[Start of Task input]

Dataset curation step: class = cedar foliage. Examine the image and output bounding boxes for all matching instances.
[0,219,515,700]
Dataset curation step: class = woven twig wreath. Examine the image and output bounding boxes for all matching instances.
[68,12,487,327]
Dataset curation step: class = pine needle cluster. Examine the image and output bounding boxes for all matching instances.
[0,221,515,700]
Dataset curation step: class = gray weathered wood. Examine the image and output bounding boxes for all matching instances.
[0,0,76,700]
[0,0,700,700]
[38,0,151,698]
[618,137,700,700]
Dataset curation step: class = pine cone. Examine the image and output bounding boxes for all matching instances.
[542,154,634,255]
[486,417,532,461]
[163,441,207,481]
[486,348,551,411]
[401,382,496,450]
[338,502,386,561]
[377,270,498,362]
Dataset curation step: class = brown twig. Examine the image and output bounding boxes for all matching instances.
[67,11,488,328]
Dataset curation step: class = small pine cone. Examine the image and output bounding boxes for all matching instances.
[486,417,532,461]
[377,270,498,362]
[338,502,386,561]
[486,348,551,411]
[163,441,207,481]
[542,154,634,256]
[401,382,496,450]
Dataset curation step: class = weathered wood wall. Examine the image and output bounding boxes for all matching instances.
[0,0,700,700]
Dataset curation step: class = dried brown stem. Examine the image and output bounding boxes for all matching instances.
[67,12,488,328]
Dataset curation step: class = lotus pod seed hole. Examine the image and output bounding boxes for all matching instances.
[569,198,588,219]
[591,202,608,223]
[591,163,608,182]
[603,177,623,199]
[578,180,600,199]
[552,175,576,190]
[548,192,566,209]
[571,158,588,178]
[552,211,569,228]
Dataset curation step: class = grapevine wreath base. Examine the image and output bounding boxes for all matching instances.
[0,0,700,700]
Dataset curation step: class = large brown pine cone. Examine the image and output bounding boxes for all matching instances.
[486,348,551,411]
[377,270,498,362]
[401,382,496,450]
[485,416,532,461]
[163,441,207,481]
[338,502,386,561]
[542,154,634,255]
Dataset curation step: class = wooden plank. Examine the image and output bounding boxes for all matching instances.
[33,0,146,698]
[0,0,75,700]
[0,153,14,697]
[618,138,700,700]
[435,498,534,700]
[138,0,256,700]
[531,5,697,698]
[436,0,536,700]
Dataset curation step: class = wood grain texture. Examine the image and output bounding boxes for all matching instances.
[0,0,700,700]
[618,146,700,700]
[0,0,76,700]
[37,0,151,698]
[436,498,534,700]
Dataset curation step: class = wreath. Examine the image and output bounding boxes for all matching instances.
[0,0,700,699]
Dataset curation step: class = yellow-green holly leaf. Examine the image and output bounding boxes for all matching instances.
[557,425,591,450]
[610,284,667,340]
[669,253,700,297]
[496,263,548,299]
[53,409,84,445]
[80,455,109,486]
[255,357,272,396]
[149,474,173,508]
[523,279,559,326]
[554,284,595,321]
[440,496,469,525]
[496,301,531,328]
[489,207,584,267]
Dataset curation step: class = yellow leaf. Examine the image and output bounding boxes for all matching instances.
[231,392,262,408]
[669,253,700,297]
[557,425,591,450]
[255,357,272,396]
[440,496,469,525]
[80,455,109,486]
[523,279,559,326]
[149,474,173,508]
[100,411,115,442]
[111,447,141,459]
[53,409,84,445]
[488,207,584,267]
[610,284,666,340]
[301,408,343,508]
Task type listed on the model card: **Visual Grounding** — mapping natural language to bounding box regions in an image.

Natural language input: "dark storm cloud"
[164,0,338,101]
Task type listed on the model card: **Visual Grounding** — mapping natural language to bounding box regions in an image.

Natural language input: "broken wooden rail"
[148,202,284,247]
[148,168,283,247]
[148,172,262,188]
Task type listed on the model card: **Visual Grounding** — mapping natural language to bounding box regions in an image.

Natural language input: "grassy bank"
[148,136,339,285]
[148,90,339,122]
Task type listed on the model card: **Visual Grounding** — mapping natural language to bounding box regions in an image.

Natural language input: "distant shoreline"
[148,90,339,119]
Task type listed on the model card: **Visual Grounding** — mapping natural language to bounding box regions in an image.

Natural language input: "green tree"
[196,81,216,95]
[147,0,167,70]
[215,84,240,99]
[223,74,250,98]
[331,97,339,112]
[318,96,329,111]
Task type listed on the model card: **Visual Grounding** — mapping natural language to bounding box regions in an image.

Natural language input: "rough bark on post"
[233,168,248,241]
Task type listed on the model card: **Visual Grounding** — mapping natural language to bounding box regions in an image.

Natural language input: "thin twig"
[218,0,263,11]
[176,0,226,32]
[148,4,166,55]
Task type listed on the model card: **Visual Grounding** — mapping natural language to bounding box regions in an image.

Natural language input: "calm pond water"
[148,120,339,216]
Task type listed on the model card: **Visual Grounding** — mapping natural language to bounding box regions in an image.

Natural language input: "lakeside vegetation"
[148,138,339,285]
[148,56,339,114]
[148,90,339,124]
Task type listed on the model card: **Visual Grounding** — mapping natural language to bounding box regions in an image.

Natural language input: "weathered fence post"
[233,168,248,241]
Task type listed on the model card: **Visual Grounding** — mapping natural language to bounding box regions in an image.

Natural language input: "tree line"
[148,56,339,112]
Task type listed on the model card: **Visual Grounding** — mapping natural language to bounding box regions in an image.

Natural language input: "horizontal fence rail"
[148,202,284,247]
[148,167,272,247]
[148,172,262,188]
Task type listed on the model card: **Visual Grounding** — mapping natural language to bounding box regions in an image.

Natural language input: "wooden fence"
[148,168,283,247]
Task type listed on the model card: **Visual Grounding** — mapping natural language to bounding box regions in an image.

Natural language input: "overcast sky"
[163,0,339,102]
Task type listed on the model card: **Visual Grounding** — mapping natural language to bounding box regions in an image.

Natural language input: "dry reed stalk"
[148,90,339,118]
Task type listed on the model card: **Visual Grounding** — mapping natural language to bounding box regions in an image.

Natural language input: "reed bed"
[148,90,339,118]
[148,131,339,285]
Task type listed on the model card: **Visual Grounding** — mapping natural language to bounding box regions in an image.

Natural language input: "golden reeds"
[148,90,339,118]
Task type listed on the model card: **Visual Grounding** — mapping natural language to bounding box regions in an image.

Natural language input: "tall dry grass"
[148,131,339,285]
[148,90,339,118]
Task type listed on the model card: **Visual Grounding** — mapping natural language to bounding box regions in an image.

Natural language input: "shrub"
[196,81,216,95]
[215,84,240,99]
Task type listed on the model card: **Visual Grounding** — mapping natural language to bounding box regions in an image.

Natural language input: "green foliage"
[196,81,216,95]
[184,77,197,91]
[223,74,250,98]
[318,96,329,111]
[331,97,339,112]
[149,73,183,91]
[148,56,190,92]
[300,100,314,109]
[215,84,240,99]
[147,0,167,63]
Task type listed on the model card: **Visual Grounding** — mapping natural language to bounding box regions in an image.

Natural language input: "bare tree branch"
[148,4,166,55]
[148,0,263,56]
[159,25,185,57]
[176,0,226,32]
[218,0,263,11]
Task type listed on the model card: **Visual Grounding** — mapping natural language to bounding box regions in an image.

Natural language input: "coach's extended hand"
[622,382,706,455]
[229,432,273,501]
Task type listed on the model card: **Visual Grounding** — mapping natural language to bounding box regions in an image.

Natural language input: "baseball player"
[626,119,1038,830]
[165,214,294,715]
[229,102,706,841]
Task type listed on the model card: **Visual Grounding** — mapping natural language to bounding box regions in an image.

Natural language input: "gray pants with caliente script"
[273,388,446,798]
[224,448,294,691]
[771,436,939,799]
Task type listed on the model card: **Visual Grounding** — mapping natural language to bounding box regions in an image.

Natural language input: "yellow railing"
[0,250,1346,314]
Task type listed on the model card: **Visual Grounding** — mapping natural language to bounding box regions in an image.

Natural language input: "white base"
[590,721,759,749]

[End of Task input]

Problem - Reproduce the listing above verbatim, from its first line up to and including the line containing "[67,11,488,328]".

Reply -
Dataset curation step: class = cedar foliage. Examine the image and output bounding boxes for all matching instances.
[0,219,515,700]
Dataset curation step: class = woven twig wreath. Examine the image and output bounding boxes for all matching instances.
[68,12,487,327]
Dataset curation step: class = pine needle cluster. Examine the image and output bounding boxes for all matching instances.
[0,221,515,700]
Dataset curation step: class = gray weathered wood. Examine the image and output bounding boxes for all matching instances.
[0,0,76,700]
[0,0,700,700]
[38,0,151,698]
[618,137,700,700]
Dataset curation step: class = pine cone. Examine the image and output bounding boxes for all matching instances.
[542,154,634,255]
[486,417,532,461]
[163,441,207,481]
[486,348,551,411]
[401,382,496,450]
[338,502,386,561]
[377,270,498,362]
Dataset curation step: class = brown twig. Examine the image and output bounding boxes for all matching instances.
[67,11,488,328]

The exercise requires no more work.